▶ _Required action_:
Please write out all of the data below exactly, without including the pictures.

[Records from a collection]
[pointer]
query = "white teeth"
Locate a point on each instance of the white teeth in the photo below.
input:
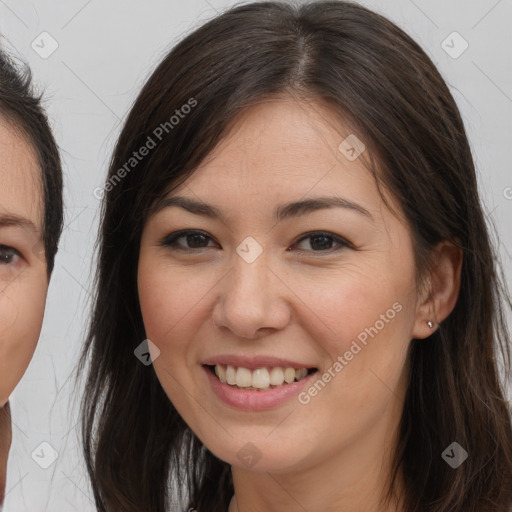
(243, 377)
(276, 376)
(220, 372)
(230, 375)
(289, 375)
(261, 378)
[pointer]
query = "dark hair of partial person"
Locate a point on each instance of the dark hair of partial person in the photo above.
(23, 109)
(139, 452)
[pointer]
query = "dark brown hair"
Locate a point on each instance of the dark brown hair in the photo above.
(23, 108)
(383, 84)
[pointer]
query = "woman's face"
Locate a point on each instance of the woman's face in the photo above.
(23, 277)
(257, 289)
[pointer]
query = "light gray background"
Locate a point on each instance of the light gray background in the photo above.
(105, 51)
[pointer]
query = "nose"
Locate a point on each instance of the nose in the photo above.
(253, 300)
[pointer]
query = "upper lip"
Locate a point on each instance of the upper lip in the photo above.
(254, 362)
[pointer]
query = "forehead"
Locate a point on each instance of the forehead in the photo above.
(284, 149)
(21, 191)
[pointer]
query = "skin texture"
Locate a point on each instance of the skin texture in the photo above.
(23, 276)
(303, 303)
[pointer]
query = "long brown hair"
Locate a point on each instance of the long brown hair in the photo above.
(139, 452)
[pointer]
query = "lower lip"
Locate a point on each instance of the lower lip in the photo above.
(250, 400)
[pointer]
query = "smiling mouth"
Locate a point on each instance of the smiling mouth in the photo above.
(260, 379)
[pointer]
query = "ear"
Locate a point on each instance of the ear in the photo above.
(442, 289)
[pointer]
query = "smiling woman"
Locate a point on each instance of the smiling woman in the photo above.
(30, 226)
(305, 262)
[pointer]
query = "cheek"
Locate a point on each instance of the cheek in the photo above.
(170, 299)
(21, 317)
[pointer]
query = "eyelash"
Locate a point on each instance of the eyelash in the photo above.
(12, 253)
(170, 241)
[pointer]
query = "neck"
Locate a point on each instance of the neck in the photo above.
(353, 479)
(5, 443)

▶ _Solution to the exercise_:
[pointer]
query = "white teeth"
Locate a point on each instance of the white teeth in the photo below.
input:
(243, 377)
(276, 376)
(220, 372)
(230, 375)
(289, 375)
(261, 378)
[pointer]
query = "dark hair of partial person"
Locate a point on each instance of the dark hair of partial person in the photo above.
(23, 109)
(139, 452)
[pointer]
query = "dark brown hair"
Locate a point on each instance of the dark brown hair in the photo above.
(23, 108)
(383, 84)
[pointer]
query = "woman's face"
Locate a point on each instance of the woman's face in the photo above.
(23, 277)
(257, 289)
[pointer]
query = "light gray background"
Locate a point on each instance of the light gray background in the photo above.
(105, 51)
[pointer]
query = "nose"
Locate a point on each instance of the nose in the photo above.
(253, 300)
[pointer]
query = "upper lip"
Locate a point on each instance of the upper lip in the photo above.
(254, 362)
[pointer]
query = "forehead"
Locate a point on each instance of the forehead in the photo above.
(284, 149)
(21, 191)
[pointer]
query = "skin texture"
Locate a point on each instance of the skin texture in the photo above.
(23, 276)
(303, 303)
[pointer]
query = "long brown hair"
Locate a point on each instance of the long brown hair in the photo above.
(139, 452)
[pointer]
query = "lower lip"
Locate a point on each instance of the lower lip in the photo above.
(250, 400)
[pointer]
query = "smiling mouth"
Locate a point on each instance of the smiling mouth in the photo above.
(260, 379)
[pointer]
query = "ear"
Locate a point on each instance of the ear in the photo above.
(442, 289)
[pointer]
query = "smiling woman"
Locate a point on each instance of the smiling woman in the photo above.
(30, 226)
(305, 262)
[pointer]
query = "cheek"
Locate a point on each instance of the cheek in the photo above.
(170, 299)
(21, 317)
[pointer]
query = "eyelash"
Locate a point on each instance of the eyelash in the photo above.
(12, 253)
(170, 241)
[pointer]
query = "neck"
Locate a point on each instance of the neck in the photo above.
(353, 479)
(5, 443)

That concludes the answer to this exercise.